* **EXERCISE GOAL**:
Could you rewrite every line starting with the line containing "Tag every instance of the distant" and going on through the line containing "(1221, 599)", shifting each coordinate by adding -63 to it? Include the lines in that span that have no coordinates, unchanged.

----

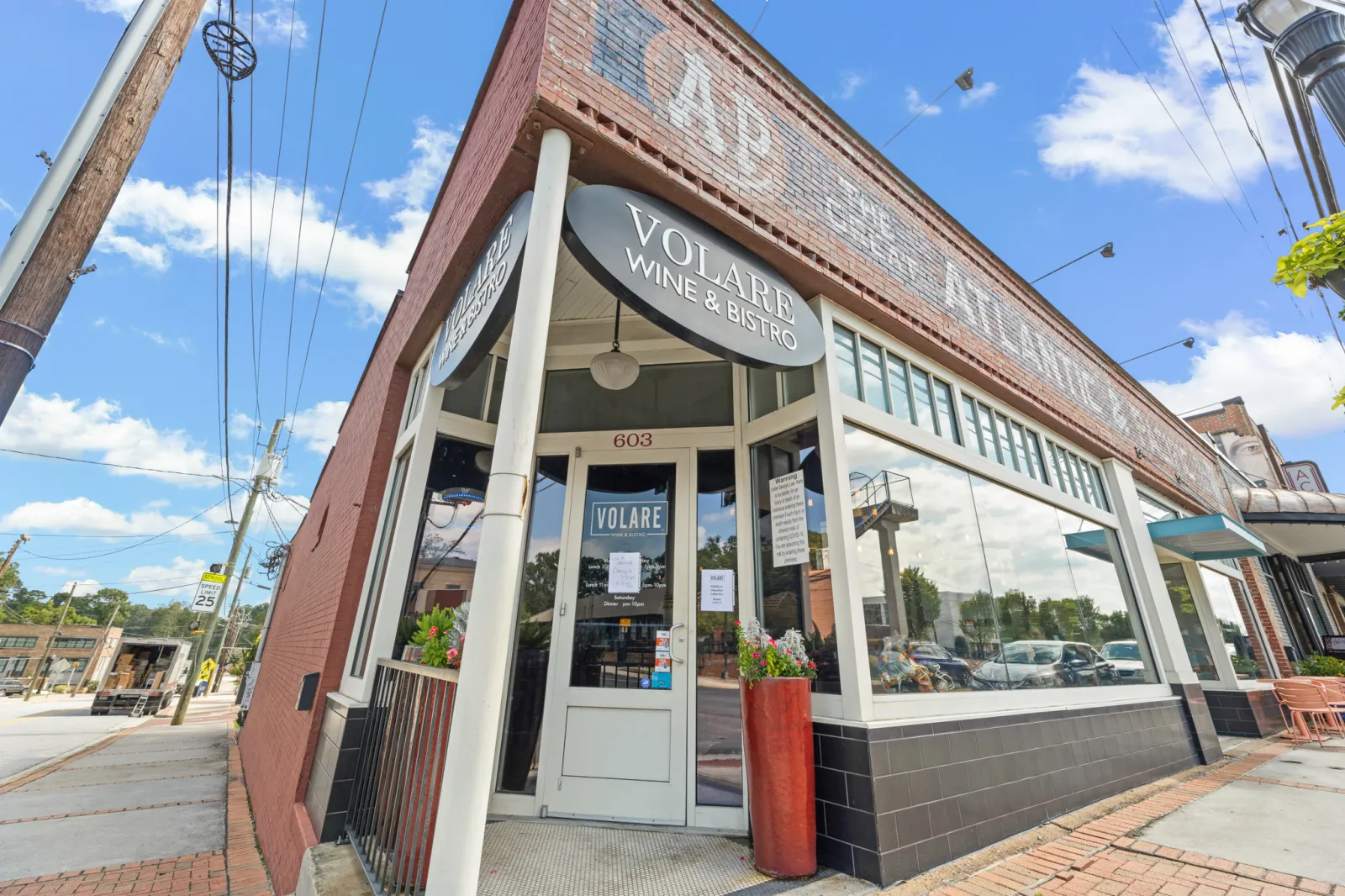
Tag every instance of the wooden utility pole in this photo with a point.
(46, 276)
(10, 556)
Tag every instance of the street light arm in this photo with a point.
(1068, 262)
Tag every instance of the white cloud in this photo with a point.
(416, 186)
(152, 221)
(163, 580)
(64, 427)
(167, 342)
(316, 425)
(978, 94)
(1116, 129)
(851, 82)
(1288, 378)
(87, 517)
(915, 104)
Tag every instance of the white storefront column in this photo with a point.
(1160, 618)
(470, 761)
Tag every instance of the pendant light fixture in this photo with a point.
(615, 369)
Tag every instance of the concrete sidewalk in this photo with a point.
(1262, 822)
(156, 809)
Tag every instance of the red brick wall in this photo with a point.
(827, 212)
(319, 598)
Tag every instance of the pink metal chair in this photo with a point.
(1309, 710)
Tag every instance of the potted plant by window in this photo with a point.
(775, 688)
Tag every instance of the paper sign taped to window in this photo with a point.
(717, 591)
(789, 521)
(623, 572)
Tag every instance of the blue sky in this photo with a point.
(1060, 148)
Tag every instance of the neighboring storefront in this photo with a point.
(1015, 569)
(24, 646)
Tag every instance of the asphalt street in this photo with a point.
(46, 727)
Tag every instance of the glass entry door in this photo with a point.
(618, 723)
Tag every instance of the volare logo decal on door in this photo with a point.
(629, 519)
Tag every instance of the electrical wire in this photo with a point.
(1237, 103)
(139, 544)
(104, 463)
(303, 198)
(340, 203)
(275, 192)
(1195, 87)
(1199, 161)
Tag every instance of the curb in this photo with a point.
(47, 766)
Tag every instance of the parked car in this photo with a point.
(1125, 658)
(1044, 663)
(931, 654)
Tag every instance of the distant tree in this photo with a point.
(923, 604)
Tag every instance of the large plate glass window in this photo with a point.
(970, 586)
(533, 635)
(719, 720)
(794, 556)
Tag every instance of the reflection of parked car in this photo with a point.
(932, 654)
(1125, 658)
(1044, 663)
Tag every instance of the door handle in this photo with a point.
(672, 631)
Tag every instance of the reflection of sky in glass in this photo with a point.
(945, 542)
(1221, 599)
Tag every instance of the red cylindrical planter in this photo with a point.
(778, 735)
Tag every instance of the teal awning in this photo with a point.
(1210, 537)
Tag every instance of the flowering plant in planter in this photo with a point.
(760, 656)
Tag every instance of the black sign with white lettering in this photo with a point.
(486, 303)
(690, 279)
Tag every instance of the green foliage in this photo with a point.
(1316, 255)
(760, 656)
(923, 606)
(1318, 665)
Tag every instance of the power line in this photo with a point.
(1181, 132)
(275, 192)
(139, 544)
(104, 463)
(1195, 87)
(303, 199)
(340, 203)
(1243, 112)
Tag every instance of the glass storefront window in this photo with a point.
(968, 584)
(871, 369)
(798, 593)
(1230, 609)
(719, 720)
(847, 363)
(1188, 623)
(533, 636)
(663, 396)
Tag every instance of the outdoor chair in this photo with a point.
(1308, 710)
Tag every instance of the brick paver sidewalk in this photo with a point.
(1102, 858)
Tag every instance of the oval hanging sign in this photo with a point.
(690, 279)
(486, 303)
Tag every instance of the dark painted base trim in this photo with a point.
(1244, 714)
(898, 801)
(334, 767)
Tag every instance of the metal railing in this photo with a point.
(390, 818)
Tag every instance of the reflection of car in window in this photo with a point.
(1044, 663)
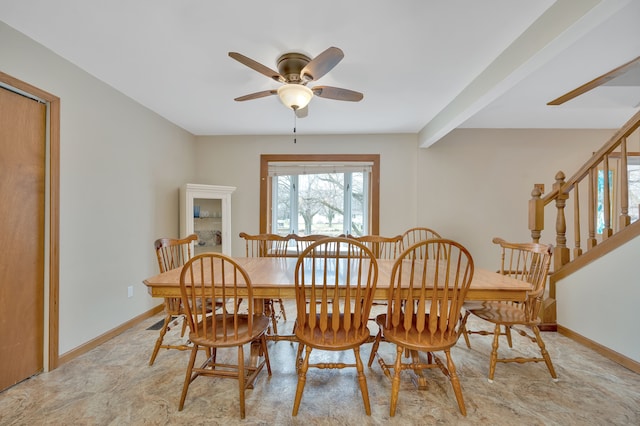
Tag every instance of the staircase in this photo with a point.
(599, 205)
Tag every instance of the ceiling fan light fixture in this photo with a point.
(295, 96)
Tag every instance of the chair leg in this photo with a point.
(302, 379)
(263, 342)
(374, 348)
(543, 351)
(395, 383)
(507, 332)
(299, 357)
(163, 331)
(455, 382)
(284, 314)
(494, 352)
(465, 333)
(184, 326)
(188, 379)
(363, 381)
(241, 379)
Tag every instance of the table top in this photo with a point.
(273, 277)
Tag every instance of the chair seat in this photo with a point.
(501, 312)
(243, 335)
(412, 339)
(330, 339)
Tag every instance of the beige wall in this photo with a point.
(475, 184)
(471, 186)
(121, 167)
(587, 306)
(235, 161)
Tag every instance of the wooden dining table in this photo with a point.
(273, 278)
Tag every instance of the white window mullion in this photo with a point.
(347, 204)
(293, 197)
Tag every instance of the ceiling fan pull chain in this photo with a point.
(294, 125)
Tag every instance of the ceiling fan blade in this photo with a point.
(321, 64)
(336, 93)
(302, 112)
(256, 95)
(257, 66)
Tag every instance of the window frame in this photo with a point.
(266, 182)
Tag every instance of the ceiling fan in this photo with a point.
(295, 71)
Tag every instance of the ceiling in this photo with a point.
(425, 67)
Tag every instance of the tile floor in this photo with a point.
(113, 385)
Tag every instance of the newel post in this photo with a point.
(536, 212)
(561, 252)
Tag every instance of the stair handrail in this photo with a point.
(562, 190)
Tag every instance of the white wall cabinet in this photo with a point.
(205, 210)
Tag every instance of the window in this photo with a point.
(319, 194)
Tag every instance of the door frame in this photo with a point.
(52, 216)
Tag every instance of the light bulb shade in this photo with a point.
(295, 96)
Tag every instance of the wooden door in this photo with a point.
(22, 203)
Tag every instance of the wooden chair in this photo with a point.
(304, 241)
(206, 277)
(423, 312)
(171, 253)
(415, 235)
(527, 262)
(268, 245)
(337, 276)
(382, 247)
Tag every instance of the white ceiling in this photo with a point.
(425, 66)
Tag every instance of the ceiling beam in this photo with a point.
(555, 30)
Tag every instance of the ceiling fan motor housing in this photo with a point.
(291, 64)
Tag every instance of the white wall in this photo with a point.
(121, 167)
(235, 161)
(600, 300)
(475, 184)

----

* **TASK ANSWER**:
Tag every instance of the distant tree in this photo with a point.
(860, 541)
Tag every instance of the large plate glass window in this photo with a point.
(907, 523)
(470, 572)
(656, 657)
(731, 493)
Tag every instance of the reflection of parked car in this photo with a point.
(869, 591)
(1062, 595)
(981, 600)
Tag every instance of the door handle in this photo with a point.
(609, 568)
Tag every instance of the reflection of sky in glass in this photo with a point.
(882, 479)
(1158, 536)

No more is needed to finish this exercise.